Material provided

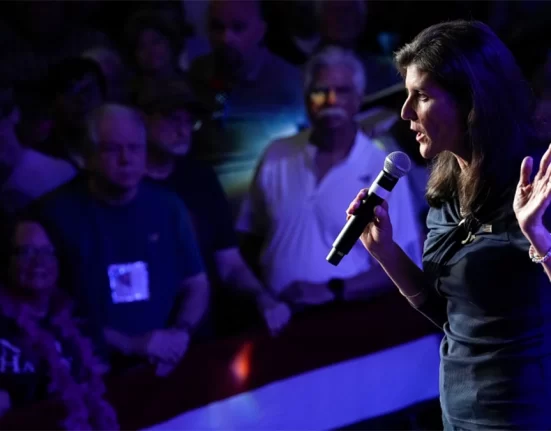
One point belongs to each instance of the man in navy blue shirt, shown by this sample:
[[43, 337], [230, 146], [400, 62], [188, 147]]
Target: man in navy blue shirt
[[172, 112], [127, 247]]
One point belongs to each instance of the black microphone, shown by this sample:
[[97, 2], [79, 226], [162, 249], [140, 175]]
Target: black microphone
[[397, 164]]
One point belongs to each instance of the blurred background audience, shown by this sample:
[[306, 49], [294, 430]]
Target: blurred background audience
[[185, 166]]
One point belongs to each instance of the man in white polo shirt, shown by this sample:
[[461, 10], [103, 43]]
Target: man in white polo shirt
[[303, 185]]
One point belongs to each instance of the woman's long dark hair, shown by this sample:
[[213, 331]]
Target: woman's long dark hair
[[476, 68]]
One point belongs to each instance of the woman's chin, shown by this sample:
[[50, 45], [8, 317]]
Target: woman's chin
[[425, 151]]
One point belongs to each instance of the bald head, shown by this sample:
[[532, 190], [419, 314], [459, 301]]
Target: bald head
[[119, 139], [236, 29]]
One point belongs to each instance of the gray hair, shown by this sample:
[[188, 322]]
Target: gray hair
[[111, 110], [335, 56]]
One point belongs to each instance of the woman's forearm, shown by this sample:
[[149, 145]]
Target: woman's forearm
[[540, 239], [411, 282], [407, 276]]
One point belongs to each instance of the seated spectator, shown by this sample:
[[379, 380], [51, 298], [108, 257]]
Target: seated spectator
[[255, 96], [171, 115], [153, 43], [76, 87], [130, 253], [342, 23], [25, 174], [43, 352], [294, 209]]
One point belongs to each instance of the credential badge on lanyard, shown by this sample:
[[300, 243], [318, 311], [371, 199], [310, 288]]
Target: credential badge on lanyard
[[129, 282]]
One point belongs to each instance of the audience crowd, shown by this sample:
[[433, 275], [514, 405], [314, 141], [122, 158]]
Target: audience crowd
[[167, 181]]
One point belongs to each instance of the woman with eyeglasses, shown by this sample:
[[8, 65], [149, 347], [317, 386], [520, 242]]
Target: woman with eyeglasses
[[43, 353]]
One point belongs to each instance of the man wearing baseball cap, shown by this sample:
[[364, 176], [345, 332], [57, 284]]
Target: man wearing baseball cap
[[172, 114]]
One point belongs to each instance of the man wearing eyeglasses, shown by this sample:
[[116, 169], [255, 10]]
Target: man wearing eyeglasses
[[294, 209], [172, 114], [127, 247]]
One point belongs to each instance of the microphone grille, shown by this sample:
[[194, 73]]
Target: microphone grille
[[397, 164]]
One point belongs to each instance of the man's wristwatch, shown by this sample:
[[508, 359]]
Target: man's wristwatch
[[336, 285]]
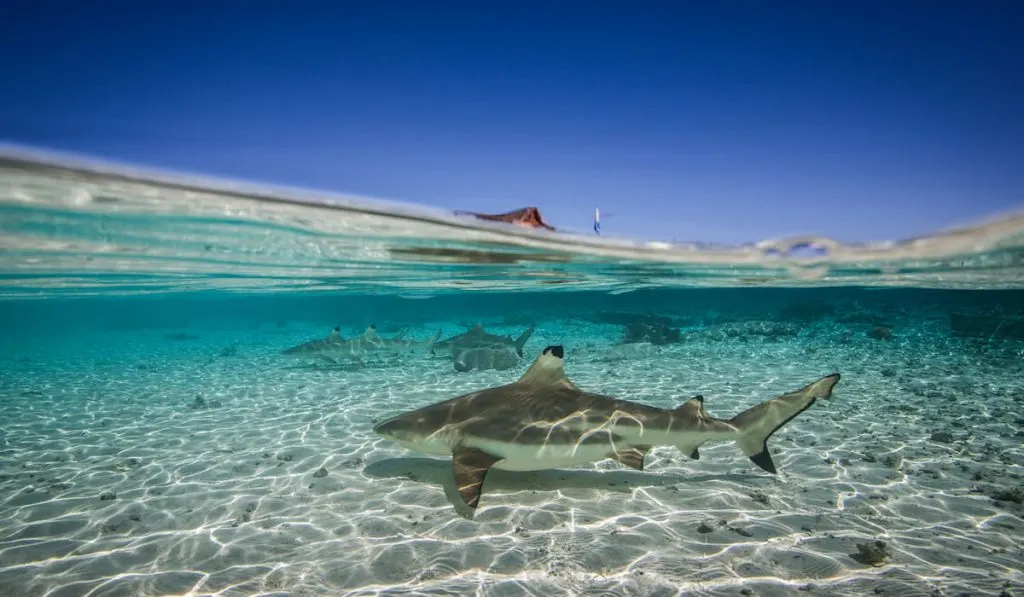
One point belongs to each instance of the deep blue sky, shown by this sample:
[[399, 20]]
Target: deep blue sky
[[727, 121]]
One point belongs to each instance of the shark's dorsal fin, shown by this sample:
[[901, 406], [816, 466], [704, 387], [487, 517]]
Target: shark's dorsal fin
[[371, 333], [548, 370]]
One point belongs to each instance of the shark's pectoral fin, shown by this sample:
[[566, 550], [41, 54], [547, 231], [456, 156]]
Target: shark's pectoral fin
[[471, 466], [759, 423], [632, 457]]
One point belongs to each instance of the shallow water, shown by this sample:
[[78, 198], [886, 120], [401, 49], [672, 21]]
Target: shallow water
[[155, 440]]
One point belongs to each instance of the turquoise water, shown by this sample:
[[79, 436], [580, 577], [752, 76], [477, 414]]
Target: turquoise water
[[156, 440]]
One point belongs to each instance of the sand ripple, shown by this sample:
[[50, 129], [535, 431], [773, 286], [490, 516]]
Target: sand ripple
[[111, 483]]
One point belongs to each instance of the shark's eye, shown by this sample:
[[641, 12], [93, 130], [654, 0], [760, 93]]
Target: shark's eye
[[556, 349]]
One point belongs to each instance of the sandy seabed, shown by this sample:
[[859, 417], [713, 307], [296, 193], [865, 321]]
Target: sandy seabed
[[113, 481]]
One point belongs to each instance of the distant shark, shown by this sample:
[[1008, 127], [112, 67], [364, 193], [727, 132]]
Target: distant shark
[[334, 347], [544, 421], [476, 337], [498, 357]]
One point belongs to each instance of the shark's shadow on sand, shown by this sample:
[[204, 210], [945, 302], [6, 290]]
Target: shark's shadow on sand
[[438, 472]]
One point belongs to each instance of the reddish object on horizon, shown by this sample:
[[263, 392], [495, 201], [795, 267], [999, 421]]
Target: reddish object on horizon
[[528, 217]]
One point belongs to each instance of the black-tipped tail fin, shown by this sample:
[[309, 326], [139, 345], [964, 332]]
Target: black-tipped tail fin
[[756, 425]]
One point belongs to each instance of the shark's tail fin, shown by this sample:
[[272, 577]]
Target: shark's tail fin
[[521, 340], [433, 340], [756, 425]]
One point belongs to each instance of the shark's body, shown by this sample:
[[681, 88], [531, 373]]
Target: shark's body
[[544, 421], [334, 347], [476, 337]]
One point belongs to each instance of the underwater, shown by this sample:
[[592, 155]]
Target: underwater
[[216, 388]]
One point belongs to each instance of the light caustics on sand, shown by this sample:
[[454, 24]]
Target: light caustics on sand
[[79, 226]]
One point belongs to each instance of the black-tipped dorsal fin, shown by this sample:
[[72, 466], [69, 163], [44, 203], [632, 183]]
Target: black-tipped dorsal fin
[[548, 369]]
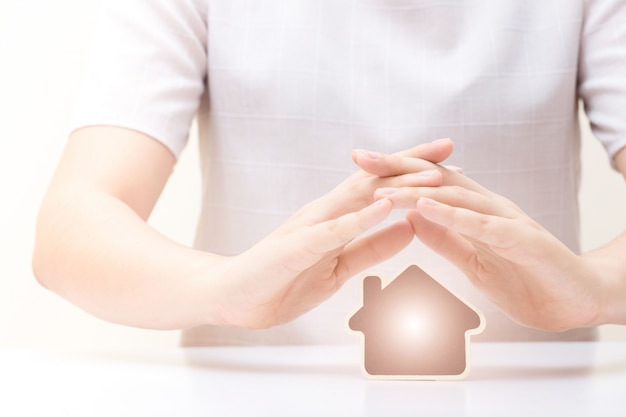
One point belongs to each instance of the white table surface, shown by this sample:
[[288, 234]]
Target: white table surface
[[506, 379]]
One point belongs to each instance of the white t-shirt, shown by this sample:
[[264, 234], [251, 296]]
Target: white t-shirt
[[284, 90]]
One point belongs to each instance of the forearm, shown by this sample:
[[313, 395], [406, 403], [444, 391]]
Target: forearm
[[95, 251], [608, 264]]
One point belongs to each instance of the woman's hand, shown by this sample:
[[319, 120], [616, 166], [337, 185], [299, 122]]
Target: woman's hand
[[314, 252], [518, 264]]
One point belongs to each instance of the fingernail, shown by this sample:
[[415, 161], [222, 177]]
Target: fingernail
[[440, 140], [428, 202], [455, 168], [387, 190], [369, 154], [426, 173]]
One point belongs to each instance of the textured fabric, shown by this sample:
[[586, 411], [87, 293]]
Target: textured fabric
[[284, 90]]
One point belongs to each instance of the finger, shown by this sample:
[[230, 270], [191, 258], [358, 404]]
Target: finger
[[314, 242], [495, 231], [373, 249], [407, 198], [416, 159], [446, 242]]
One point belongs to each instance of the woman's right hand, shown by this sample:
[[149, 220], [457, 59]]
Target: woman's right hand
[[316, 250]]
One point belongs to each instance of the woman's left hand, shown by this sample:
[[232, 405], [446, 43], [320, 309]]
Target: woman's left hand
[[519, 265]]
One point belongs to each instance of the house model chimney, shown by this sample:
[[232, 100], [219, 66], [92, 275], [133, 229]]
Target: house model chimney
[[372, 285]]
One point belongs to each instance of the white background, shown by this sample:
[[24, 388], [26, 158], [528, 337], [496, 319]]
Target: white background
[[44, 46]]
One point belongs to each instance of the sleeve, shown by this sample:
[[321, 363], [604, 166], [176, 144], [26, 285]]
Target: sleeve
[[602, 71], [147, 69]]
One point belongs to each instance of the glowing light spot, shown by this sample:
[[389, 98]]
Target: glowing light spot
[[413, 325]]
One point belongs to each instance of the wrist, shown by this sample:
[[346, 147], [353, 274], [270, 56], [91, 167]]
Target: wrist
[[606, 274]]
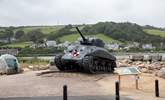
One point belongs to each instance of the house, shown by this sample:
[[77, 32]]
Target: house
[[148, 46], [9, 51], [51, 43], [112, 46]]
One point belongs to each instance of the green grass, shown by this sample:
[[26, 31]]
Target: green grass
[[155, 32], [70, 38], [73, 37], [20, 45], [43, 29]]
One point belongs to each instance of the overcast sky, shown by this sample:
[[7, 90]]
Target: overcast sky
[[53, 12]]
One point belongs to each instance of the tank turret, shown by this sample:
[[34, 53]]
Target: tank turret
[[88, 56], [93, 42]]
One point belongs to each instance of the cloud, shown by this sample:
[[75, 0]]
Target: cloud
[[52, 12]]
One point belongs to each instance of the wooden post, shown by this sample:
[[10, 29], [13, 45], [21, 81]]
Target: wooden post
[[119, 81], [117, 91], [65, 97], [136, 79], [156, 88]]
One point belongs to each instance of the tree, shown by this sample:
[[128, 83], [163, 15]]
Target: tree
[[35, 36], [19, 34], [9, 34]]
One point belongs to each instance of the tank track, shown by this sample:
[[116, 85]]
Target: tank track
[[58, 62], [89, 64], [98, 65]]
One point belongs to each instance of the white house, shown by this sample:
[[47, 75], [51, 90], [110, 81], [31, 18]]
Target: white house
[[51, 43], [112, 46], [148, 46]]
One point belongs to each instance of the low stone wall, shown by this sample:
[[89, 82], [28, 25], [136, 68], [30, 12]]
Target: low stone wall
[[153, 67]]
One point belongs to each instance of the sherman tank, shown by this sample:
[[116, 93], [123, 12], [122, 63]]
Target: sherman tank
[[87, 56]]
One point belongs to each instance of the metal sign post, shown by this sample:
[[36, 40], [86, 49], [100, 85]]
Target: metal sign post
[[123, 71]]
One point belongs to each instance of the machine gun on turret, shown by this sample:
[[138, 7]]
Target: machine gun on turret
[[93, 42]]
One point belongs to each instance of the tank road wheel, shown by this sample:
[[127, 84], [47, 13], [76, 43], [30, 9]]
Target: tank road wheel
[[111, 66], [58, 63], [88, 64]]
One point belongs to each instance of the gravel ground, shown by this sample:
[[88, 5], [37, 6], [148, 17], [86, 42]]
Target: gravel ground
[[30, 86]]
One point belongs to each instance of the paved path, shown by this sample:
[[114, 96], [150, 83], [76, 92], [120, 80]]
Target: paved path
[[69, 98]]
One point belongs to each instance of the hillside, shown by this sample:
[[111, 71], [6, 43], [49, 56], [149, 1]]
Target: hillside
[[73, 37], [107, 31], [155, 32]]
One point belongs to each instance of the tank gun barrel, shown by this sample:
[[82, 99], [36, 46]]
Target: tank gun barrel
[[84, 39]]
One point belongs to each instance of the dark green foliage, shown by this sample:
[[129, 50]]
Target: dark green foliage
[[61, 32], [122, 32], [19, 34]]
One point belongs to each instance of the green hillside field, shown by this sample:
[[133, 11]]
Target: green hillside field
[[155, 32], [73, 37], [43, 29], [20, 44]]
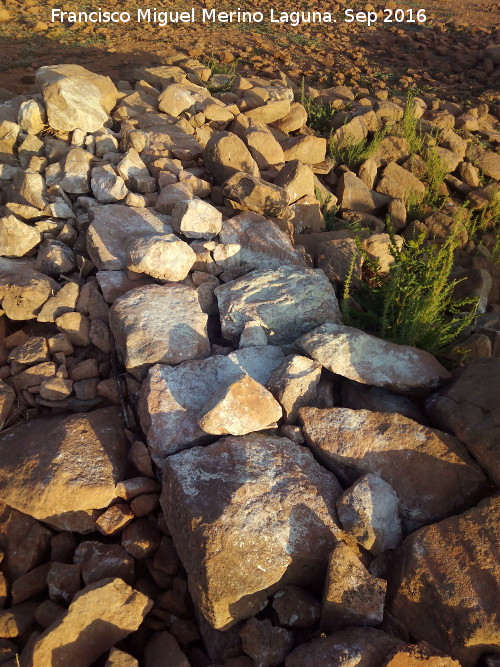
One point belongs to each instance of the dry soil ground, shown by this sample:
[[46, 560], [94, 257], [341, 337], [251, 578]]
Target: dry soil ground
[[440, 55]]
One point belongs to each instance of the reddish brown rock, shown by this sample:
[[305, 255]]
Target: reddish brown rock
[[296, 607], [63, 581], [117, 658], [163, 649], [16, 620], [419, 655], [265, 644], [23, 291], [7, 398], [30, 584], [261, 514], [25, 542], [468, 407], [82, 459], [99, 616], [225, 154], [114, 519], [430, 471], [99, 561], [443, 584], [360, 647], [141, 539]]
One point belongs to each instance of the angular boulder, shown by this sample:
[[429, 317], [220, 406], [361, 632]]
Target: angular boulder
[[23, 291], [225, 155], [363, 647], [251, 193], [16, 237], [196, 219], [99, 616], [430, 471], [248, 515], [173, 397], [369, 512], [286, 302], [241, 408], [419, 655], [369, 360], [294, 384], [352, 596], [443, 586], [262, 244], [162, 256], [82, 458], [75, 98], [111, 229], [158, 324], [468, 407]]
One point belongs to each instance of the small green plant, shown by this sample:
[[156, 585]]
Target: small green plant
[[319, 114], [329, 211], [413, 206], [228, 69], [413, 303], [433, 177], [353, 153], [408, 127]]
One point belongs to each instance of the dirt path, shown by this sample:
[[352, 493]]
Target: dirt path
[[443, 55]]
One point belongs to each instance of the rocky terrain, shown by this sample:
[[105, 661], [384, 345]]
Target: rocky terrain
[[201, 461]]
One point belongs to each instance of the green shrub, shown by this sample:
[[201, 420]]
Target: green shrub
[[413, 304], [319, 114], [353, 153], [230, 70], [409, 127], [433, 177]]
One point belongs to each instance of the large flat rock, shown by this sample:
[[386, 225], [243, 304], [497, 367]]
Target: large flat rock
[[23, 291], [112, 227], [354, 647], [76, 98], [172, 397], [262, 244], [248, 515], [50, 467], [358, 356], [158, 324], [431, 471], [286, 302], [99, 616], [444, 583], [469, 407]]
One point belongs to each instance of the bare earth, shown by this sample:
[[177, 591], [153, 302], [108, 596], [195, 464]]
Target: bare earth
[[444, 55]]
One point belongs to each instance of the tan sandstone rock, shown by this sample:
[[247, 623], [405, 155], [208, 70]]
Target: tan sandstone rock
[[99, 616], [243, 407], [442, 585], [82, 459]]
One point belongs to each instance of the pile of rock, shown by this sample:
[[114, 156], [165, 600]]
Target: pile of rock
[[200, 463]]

Exercise instructions
Please set down exactly the lines running from the one with "[[105, 661], [384, 345]]" to the last line of the entries above, both of them included, and no others.

Answer box
[[105, 661], [384, 345]]
Target: rocky terrain
[[201, 461]]
One point belongs to each instance of the green shrub, shown by this sample:
[[201, 420]]
Target: green shrub
[[413, 304], [319, 114], [353, 153], [230, 70], [409, 127], [433, 177]]
One point belongs to each instance of the large flat rock, shown by this sample:
[[386, 225], [243, 304], [497, 367]]
Target: large flat rock
[[23, 291], [112, 227], [354, 647], [76, 98], [172, 397], [262, 244], [248, 515], [50, 467], [358, 356], [158, 324], [431, 471], [286, 302], [99, 616], [444, 583], [469, 407]]
One point belongs to each instance of the bare earth, shown by this sample:
[[177, 591], [153, 302], [108, 596], [195, 464]]
Target: bare earth
[[444, 55]]
One point belongs to each instance of the tan sandstone rock, shown by this sample:
[[247, 623], [405, 155], [208, 70]]
Target: tan sandstone rock
[[99, 616], [243, 407], [442, 585], [82, 459]]
One point belongs to each instance of the pile of rock, shown by this sample:
[[114, 156], [165, 600]]
Target: pile of rock
[[200, 463]]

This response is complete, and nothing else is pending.